• EXERCISE: Omitting the pictures, print every line below exactly as it stands.

- - - - - - -

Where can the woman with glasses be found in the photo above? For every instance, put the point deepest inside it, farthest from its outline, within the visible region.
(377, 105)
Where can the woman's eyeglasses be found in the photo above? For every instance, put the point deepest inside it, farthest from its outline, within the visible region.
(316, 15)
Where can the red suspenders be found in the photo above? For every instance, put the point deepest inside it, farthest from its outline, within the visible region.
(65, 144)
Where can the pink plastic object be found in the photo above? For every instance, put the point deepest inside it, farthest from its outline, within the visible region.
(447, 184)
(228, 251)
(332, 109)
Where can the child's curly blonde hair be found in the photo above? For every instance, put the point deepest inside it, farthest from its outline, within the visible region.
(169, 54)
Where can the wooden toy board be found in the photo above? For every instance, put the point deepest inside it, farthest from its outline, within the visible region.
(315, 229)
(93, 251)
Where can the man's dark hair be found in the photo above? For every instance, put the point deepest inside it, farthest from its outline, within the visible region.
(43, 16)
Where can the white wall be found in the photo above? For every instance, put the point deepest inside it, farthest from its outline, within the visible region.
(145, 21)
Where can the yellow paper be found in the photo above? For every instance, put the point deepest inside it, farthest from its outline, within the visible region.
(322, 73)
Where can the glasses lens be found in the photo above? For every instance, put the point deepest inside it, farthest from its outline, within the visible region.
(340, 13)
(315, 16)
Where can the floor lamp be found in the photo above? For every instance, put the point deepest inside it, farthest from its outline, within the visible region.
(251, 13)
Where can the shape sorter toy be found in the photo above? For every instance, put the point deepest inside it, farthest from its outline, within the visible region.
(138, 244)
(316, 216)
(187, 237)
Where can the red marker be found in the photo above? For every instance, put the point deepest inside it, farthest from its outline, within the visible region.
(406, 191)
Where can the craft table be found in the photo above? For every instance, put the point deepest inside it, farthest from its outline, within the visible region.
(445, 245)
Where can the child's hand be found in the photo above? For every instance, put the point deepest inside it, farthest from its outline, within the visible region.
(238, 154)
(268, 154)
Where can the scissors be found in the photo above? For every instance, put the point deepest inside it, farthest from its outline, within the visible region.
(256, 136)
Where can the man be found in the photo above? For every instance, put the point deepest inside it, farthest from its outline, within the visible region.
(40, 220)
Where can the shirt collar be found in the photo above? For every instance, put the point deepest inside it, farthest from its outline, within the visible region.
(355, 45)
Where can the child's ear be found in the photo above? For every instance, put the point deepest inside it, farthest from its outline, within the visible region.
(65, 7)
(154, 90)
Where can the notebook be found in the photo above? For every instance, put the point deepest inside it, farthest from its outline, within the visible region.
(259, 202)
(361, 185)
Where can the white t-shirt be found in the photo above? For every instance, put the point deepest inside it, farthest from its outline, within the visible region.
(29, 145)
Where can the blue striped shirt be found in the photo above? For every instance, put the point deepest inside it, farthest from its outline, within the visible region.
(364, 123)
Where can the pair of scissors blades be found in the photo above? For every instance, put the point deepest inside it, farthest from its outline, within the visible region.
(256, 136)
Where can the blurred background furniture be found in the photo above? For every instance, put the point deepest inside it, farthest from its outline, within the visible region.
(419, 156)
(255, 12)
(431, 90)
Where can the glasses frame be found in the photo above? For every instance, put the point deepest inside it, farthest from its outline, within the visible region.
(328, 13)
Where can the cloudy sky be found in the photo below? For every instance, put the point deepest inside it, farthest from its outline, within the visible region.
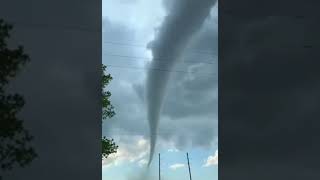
(188, 120)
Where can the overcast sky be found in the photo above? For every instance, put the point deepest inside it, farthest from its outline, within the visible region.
(188, 120)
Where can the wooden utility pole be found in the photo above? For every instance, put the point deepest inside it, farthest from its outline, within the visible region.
(189, 166)
(159, 168)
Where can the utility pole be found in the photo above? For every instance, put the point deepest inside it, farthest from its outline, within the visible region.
(159, 168)
(189, 166)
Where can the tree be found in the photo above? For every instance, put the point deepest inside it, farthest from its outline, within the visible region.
(108, 145)
(15, 141)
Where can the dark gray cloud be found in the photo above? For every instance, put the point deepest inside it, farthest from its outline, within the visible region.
(268, 96)
(192, 101)
(178, 27)
(61, 86)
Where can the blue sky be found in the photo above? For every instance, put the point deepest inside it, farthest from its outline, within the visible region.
(186, 124)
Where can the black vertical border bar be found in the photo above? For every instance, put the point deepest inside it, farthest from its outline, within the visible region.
(269, 90)
(61, 86)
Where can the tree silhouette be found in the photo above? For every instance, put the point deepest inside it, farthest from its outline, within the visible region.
(15, 141)
(108, 145)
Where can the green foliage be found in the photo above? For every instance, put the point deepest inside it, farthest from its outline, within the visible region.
(108, 146)
(14, 139)
(107, 108)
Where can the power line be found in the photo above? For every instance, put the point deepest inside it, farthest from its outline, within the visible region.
(157, 69)
(196, 51)
(156, 59)
(64, 27)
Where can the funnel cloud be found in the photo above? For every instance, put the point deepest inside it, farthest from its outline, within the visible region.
(184, 19)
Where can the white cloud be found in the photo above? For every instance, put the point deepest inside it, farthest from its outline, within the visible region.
(142, 162)
(177, 166)
(128, 152)
(173, 150)
(212, 160)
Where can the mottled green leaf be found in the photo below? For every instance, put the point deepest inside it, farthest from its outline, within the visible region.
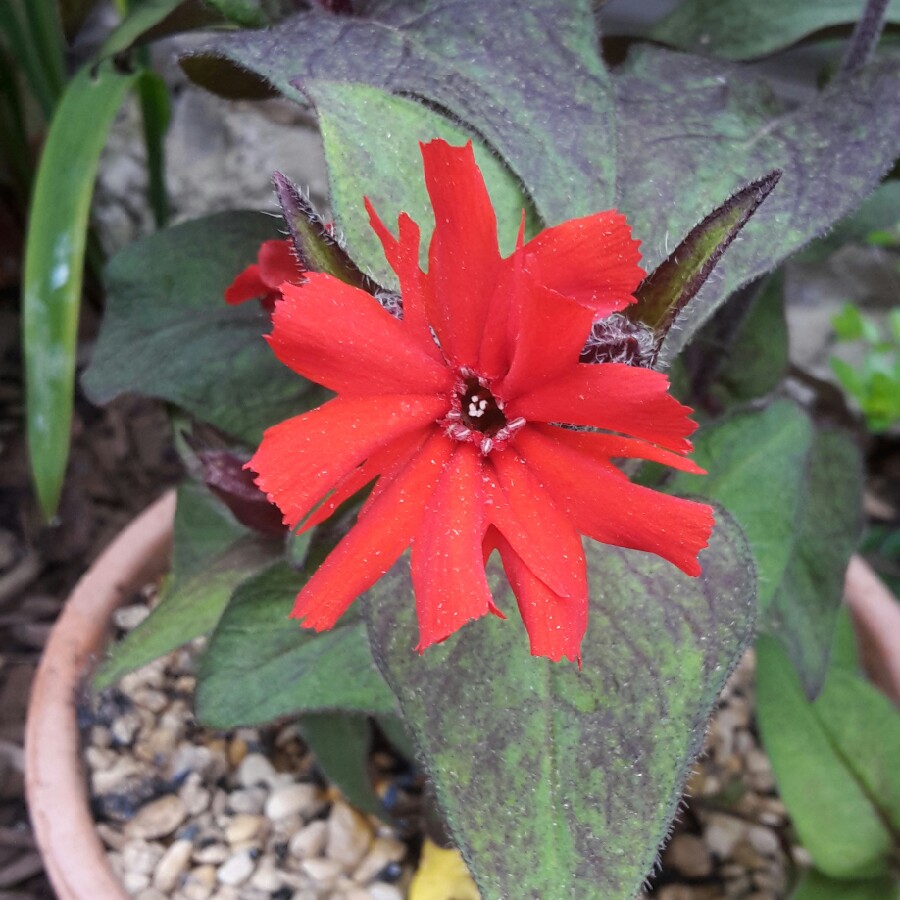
(371, 142)
(213, 556)
(54, 262)
(693, 131)
(342, 743)
(168, 332)
(816, 886)
(796, 491)
(736, 29)
(557, 782)
(261, 665)
(536, 80)
(839, 782)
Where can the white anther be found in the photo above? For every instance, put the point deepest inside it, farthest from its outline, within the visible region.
(458, 431)
(477, 407)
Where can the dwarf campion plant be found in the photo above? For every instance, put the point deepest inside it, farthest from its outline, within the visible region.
(458, 413)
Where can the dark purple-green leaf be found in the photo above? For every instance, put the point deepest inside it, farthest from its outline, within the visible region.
(226, 477)
(797, 495)
(737, 29)
(667, 290)
(557, 782)
(520, 75)
(261, 665)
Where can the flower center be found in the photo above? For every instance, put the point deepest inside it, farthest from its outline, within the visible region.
(476, 415)
(479, 409)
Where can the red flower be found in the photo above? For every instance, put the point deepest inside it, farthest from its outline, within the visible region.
(276, 264)
(456, 411)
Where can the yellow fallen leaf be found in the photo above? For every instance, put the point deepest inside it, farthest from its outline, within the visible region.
(442, 875)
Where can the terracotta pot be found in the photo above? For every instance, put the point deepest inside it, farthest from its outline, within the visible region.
(55, 781)
(876, 620)
(74, 856)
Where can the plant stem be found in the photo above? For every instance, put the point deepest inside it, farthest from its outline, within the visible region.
(865, 37)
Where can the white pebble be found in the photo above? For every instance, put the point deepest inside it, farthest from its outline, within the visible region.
(135, 881)
(250, 800)
(140, 857)
(237, 869)
(255, 770)
(304, 799)
(382, 852)
(244, 827)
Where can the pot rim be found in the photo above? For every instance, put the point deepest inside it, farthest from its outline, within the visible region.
(55, 781)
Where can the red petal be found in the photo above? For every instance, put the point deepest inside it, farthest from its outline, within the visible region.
(375, 542)
(612, 396)
(463, 257)
(247, 286)
(340, 337)
(612, 446)
(381, 463)
(403, 257)
(555, 625)
(548, 334)
(607, 507)
(300, 460)
(278, 264)
(593, 260)
(524, 513)
(447, 568)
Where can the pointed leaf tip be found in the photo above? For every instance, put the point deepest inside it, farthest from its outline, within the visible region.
(317, 248)
(664, 293)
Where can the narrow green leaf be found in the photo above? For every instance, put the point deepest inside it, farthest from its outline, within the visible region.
(540, 74)
(150, 19)
(742, 352)
(796, 491)
(341, 744)
(156, 113)
(213, 556)
(692, 131)
(666, 291)
(736, 29)
(863, 727)
(835, 814)
(168, 332)
(261, 665)
(557, 782)
(816, 886)
(54, 261)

- - - - - - -

• WRITTEN RESPONSE:
Where can the woman with glasses be found in the photo above? For every instance, put the point deepest inside it, farthest from its outline, within the visible region.
(377, 105)
Where can the woman's eyeglasses be found in the photo above? For every instance, put the point deepest inside it, farthest from its outline, within the visible region.
(316, 15)
Where can the red suspenders be found in the photo above? For every instance, put the point deepest inside it, farthest from its outline, within the visible region.
(65, 144)
Where can the pink plastic object be found in the photo above? For every instance, put the point deepest inside it, farthest from its outline, within the visible region.
(447, 184)
(228, 251)
(332, 109)
Where can the child's curly blonde hair be found in the photo above? For every instance, put the point deepest inside it, farthest from its outline, within the visible region.
(169, 54)
Where can the wooden toy board be found in the photo above? For every instance, put the point deepest inside it, farthest from its outline, within the visible region.
(315, 229)
(93, 251)
Where can the man's dark hair be found in the photo above? For every instance, put the point deepest inside it, farthest from its outline, within the visible region.
(43, 16)
Where can the white wall be found in the photo above? For every instance, put the point deepest inside it, farthest from its outline, within the visible region.
(145, 21)
Where can the yellow paper be found in the photo above? For every instance, put the point deepest inside it, farthest from its outline, within the visible region.
(322, 73)
Where can the glasses lens be found in the photo above? For every instance, put the point deepest inside it, farthest from its outline, within the visible region.
(340, 13)
(315, 16)
Where can the floor lamp be found in the photo above? For every instance, put the point deepest inside it, farthest from its outline, within the visible region.
(251, 13)
Where can the shape sorter toy be found in the photo above? For every instance, put the point deepest inside it, farthest from its outline, within the visible region.
(138, 244)
(316, 216)
(187, 237)
Where can the red marker be found in the photo above? For every instance, put the point deepest inside it, farthest from its outline, within the visible region.
(406, 191)
Where can the craft table be found in the photo above? For every instance, put the point deepest inside it, farthest from its outline, within the visible region.
(445, 245)
Where can the child's hand be found in the photo above? For every instance, put the point deepest inside it, farthest from its outline, within the visible region.
(238, 154)
(268, 154)
Where can the scissors be found in the photo above? For every instance, put the point deepest inside it, farthest from its outline, within the visible region.
(256, 136)
Where can the man be found in the photo above? For every instance, put the point deepest inside it, farthest from its outline, within the visible region.
(40, 220)
Where can the shirt collar be found in the photo above? For every instance, put the point deepest inside it, farthest from its outline, within the visible region.
(355, 45)
Where can the child's ear be found in the photo above? For every instance, put the point deepest inside it, farthest from its outline, within the visible region.
(65, 7)
(154, 90)
Where can the notebook be found in the photo above? For every instance, put the point deepest inside it, farthest from its outline, within the visible region.
(259, 202)
(361, 185)
Where can the white t-shirt be found in the photo above? For every instance, put the point deepest inside it, farthest from its outline, within the visible region.
(29, 145)
Where can the blue striped shirt be found in the photo above? For every instance, put the point deepest inside it, farthest from its outline, within the visible region.
(364, 123)
Where can the pair of scissors blades be found in the photo above? For every instance, put the point deepest inside it, farthest from its outline, within the visible region.
(256, 136)
Where can the blurred background furniture be found in the photo above? For every instance, put the point deepest inside it, farthest from its outline, within the visible region.
(419, 156)
(255, 12)
(431, 90)
Where can the glasses frame be found in the photo above? For every instance, put the point deepest inside it, farthest from its outline, within the visible region.
(328, 13)
Where can the cloudy sky be found in the photo below? For every instance, put the point deepest inside it, farthest from its outline, within the visible region.
(188, 120)
Where can the overcast sky be found in the photo above? For every instance, put the point deepest inside it, farthest from its outline, within the visible region.
(188, 120)
Where can the wooden utility pole be found in the photo above? For every instance, put the point deepest inside it, farthest from its outline, within the visible region.
(189, 166)
(159, 168)
Where can the utility pole be found in the photo above? For every instance, put the point deepest inside it, farthest from its outline, within the visible region.
(159, 168)
(189, 166)
Where can the tree be found in the photo above? For every instance, put the point deepest inside it, farthest from its outline, within the visible region.
(108, 145)
(15, 141)
Where can the dark gray cloud be found in the photo above? For every instance, put the point deepest inside it, farthest from its outline, within the visible region.
(268, 96)
(192, 101)
(178, 27)
(61, 86)
Where can the blue sky be found in the photo above? For every instance, put the point deepest inside it, farthest from its outline, within the visible region.
(186, 124)
Where can the black vertical border bar be found in the photo above? For every instance, put the point deepest inside it, farthest from its outline, within the visible region.
(269, 90)
(61, 86)
Where can the tree silhouette be found in the photo above? For every instance, put the point deepest inside it, farthest from its outline, within the visible region.
(15, 141)
(108, 145)
Where can the green foliage be found in the photo above? For every instance, put the point deepest inside it, farthest from its outline, within the visible region.
(108, 146)
(14, 139)
(107, 108)
Where can the power line be found in the photo above? For every instance, put the point deepest inside it, farthest from its outline, within the visible region.
(157, 69)
(196, 51)
(156, 59)
(64, 27)
Where can the funnel cloud be found in the photo above? For every instance, put the point deepest inside it, farthest from its outline, within the visible region.
(184, 19)
Where can the white cloud be found in the photo above? For every instance, put the point deepest inside it, farthest from its outline, within the visible region.
(142, 162)
(177, 166)
(128, 152)
(173, 150)
(212, 160)
Where can the mottled green leaf be found in the photo below? For every instance, put the point deepest inside it, farthest from its outline, within the visible region.
(371, 142)
(213, 556)
(54, 262)
(693, 131)
(342, 743)
(168, 332)
(816, 886)
(796, 491)
(736, 29)
(557, 782)
(261, 665)
(536, 80)
(839, 782)
Where can the white anther be found in the photo above? For every instance, put the point deepest inside it, farthest from its outline, within the visible region.
(458, 431)
(477, 407)
Where can the dwarf campion plant be found in the photo above? For every instance, put the point deepest inside it, farthest from its outline, within the visible region.
(458, 413)
Where can the dark purple-green leaf be found in the photo above? For every instance, put the point deepest inside it, farthest from its outline, within the visible region.
(226, 477)
(797, 495)
(737, 29)
(667, 290)
(557, 782)
(520, 75)
(261, 665)
Where can the flower center be found in the photo above? For every instance, put the point deepest inside it, farthest from its outline, within the visible region.
(476, 415)
(479, 409)
Where can the red flower be found in the photo above? For every instance, put the point deepest inside it, farthest from its outline, within the visible region.
(276, 264)
(456, 411)
Where can the yellow fallen leaf be found in the photo above? For every instance, put the point deepest inside it, farthest from its outline, within the visible region.
(442, 875)
Where can the terracotta pot be found in the photo above? For every instance, put the point deepest inside it, farthest from its outline, within the visible region.
(55, 781)
(876, 620)
(74, 856)
Where can the plant stem be found in the photo above? For every instance, put the point deepest inside it, farthest from its outline, within the visible region.
(865, 37)
Where can the white pebble be found in the photo above? For every instance, put the point deepest inside it, farthest from its outline, within the visible region.
(135, 881)
(250, 800)
(140, 857)
(237, 869)
(255, 770)
(304, 799)
(382, 852)
(244, 827)
Where can the pot rim be found in the photo above? For every instance, put the point deepest inside it, farthest from its outline, within the visible region.
(55, 781)
Where can the red petal be found in the photo above? For every instance, put the point deepest inside it, farthest from its outline, within the visible region.
(375, 542)
(612, 396)
(463, 257)
(247, 286)
(340, 337)
(612, 446)
(381, 463)
(403, 257)
(555, 625)
(548, 334)
(607, 507)
(300, 460)
(278, 264)
(593, 260)
(524, 513)
(447, 568)
Where can the pointed leaf tip be found in the photo above? For every instance, put the point deepest inside it, farthest from its outline, within the visible region.
(317, 248)
(664, 293)
Where can the narrow green leaf be found in the photo above? For every instance, put the point deepest inside it, farthest from its outline, within the visible region.
(540, 74)
(150, 19)
(742, 352)
(796, 491)
(341, 744)
(156, 113)
(213, 556)
(692, 131)
(666, 291)
(736, 29)
(863, 727)
(835, 814)
(168, 332)
(261, 665)
(557, 782)
(816, 886)
(54, 261)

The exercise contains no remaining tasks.